Your answer should be the line containing "the lit window" and each line after it through the end of the data below, repeated exactly.

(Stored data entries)
__________

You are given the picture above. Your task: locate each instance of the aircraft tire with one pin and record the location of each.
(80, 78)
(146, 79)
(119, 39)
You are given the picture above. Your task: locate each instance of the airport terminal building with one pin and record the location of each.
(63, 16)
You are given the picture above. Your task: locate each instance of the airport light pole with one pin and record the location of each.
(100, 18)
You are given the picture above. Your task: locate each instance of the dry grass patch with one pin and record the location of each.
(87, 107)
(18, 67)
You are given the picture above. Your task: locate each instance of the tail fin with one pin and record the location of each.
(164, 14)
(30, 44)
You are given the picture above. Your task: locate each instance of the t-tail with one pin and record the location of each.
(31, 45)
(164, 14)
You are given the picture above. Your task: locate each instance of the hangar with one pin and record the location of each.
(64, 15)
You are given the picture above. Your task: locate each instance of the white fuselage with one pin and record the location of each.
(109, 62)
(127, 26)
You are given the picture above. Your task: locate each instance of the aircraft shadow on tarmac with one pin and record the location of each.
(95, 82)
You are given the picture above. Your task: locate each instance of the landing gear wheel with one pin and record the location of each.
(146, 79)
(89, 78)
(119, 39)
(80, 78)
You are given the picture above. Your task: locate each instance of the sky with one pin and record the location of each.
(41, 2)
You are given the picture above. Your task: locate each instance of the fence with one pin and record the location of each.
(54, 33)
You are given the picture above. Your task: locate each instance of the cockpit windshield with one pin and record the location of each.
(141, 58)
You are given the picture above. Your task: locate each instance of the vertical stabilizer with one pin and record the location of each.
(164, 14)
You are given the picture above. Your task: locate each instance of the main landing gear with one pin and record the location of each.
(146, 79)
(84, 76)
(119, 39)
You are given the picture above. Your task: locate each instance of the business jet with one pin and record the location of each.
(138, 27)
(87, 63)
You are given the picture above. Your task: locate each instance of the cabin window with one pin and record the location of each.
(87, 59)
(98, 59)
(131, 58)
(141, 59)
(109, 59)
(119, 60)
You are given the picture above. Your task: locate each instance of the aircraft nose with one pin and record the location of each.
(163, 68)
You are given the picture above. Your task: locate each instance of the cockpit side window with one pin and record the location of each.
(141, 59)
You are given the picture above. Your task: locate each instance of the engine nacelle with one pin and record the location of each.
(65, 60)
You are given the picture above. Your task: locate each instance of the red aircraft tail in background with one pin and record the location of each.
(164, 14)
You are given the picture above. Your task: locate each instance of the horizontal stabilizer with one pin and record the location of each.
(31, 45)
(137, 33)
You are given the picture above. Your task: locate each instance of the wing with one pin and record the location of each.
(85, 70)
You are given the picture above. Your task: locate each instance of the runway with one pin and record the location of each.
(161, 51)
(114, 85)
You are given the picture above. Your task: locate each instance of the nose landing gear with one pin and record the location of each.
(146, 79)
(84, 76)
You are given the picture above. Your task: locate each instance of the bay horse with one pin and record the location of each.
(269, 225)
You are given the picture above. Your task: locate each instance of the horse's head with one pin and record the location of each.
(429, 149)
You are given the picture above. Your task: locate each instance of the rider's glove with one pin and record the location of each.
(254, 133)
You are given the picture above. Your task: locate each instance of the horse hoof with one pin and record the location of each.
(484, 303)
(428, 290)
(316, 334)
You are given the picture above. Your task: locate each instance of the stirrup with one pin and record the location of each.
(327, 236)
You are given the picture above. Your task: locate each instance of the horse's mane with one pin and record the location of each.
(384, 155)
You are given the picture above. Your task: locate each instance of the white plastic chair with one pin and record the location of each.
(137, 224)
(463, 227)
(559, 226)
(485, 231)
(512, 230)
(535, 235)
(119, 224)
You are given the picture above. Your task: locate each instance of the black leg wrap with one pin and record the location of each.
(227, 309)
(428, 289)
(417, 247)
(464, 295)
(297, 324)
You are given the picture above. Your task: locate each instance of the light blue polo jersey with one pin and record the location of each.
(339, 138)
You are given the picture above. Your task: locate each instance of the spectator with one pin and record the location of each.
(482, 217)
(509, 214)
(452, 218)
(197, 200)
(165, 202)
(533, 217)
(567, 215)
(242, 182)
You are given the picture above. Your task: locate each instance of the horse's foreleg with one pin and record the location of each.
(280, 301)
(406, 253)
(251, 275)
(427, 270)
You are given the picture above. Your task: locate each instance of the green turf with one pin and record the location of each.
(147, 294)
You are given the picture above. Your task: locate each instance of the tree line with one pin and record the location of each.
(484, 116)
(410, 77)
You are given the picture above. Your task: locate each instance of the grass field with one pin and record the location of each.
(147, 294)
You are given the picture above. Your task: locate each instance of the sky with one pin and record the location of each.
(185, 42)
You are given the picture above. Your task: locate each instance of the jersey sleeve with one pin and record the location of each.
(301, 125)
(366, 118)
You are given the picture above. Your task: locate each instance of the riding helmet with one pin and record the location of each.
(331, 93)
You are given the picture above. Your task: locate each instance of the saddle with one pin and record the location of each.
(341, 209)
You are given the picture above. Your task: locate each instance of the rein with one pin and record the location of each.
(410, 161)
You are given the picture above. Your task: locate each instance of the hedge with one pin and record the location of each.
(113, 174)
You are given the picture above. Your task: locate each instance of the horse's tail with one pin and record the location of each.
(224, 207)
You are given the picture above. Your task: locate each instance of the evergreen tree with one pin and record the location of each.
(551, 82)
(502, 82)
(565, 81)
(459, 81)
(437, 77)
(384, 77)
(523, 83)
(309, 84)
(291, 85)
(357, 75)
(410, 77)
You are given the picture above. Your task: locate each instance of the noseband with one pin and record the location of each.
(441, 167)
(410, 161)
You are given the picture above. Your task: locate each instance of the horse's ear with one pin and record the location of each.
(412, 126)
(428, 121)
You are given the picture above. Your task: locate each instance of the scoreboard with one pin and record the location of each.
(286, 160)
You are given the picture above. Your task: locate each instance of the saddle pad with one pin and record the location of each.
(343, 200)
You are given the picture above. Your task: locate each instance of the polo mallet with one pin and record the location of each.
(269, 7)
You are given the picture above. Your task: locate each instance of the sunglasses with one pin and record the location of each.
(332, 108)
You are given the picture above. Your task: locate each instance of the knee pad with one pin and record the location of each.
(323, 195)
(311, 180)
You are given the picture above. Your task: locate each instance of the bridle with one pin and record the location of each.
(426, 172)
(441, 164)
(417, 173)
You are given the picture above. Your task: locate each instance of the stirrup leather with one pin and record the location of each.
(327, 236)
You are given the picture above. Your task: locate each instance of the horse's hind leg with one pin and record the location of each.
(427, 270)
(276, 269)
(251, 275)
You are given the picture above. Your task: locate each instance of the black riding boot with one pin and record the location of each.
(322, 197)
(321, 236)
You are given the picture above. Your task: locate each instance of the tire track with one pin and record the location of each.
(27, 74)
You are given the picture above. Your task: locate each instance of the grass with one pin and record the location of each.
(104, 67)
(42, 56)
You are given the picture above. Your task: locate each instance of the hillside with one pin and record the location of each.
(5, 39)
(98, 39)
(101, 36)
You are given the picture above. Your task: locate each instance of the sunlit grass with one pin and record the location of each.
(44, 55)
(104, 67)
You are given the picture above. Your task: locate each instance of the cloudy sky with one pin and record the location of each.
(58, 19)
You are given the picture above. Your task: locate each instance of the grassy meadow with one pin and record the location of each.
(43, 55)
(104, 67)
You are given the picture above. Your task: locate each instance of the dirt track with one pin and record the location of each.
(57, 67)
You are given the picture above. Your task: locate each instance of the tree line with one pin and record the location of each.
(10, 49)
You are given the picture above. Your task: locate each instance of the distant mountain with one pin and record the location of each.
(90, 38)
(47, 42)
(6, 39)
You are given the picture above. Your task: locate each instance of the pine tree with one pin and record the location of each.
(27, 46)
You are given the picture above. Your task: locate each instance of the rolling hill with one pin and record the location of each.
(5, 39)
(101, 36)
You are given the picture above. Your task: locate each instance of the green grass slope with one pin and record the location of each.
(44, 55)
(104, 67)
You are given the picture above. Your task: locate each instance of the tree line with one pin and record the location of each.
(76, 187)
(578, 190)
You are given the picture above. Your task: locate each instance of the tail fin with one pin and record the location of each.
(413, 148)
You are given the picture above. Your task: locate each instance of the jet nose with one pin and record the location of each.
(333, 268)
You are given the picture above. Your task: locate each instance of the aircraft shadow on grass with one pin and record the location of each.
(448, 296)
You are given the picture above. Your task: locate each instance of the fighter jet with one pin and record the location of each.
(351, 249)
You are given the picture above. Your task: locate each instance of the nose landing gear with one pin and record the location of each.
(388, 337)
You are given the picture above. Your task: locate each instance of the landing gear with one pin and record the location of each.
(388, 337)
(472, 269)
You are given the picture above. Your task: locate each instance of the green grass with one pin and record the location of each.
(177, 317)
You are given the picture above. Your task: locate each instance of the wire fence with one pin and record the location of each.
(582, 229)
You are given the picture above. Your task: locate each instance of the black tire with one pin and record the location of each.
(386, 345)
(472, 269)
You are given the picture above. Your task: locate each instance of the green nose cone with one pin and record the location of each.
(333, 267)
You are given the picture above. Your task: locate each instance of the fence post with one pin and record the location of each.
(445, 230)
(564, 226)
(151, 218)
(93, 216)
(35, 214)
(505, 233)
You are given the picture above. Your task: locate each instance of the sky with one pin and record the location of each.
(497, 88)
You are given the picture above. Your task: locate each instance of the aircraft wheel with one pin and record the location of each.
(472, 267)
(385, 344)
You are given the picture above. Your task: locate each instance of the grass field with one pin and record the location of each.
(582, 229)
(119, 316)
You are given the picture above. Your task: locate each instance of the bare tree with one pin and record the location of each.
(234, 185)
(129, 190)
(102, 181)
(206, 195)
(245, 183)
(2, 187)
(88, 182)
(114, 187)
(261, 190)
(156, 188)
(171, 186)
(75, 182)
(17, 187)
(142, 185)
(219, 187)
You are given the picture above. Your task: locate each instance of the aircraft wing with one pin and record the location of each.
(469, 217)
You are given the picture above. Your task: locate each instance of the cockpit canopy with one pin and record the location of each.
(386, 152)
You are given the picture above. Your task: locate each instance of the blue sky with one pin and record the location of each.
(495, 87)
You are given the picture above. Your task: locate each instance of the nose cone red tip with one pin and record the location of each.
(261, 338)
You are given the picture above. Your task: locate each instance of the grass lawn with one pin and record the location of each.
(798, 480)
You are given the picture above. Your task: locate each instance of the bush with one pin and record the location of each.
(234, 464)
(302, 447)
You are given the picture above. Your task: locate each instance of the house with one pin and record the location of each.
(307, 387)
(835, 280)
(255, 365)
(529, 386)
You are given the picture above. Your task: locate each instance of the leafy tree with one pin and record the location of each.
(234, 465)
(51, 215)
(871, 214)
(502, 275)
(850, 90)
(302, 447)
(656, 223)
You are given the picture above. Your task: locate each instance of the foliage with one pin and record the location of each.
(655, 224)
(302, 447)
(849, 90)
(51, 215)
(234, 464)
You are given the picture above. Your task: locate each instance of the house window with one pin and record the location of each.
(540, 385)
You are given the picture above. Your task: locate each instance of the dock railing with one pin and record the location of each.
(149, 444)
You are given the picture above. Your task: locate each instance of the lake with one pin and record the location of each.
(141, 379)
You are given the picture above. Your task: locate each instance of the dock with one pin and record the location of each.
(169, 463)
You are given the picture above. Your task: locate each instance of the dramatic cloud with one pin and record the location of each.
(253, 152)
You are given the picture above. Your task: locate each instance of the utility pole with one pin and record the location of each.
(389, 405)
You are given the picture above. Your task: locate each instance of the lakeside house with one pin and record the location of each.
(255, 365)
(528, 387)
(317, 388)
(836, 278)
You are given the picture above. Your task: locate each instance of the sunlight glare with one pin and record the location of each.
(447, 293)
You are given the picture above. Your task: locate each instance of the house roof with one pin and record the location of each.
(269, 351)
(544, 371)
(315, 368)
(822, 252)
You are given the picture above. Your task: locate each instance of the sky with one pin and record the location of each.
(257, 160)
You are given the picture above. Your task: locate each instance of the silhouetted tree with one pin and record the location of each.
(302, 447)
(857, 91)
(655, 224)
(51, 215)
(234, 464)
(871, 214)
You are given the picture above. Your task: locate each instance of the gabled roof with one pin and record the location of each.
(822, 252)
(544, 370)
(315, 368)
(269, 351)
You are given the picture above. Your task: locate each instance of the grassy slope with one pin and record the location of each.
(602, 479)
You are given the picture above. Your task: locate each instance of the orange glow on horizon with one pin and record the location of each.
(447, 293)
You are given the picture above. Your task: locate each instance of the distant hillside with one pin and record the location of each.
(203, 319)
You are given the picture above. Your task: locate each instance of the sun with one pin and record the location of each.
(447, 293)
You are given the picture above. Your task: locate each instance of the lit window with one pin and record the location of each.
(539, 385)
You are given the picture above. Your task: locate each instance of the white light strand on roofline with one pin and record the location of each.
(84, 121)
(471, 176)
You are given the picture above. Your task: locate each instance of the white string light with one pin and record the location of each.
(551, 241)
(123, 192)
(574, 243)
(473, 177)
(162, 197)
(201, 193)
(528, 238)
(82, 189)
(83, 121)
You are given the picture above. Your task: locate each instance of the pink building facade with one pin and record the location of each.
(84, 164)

__________

Response:
You are given the picture above. Your task: locate each instance of the lit window with one pin and record the location of each.
(539, 385)
You are given the picture above. Your task: locate each instance of the white light strand on roofline with one pin and record the location of each.
(84, 121)
(471, 176)
You are given the picture above. Your task: locate each instance of the white string light with one pin and record the location of each.
(551, 241)
(123, 192)
(574, 243)
(473, 177)
(162, 197)
(201, 193)
(528, 238)
(82, 189)
(83, 121)
You are given the picture above. Your task: locate each instance of the pink building facade with one pin and record the location of each.
(84, 164)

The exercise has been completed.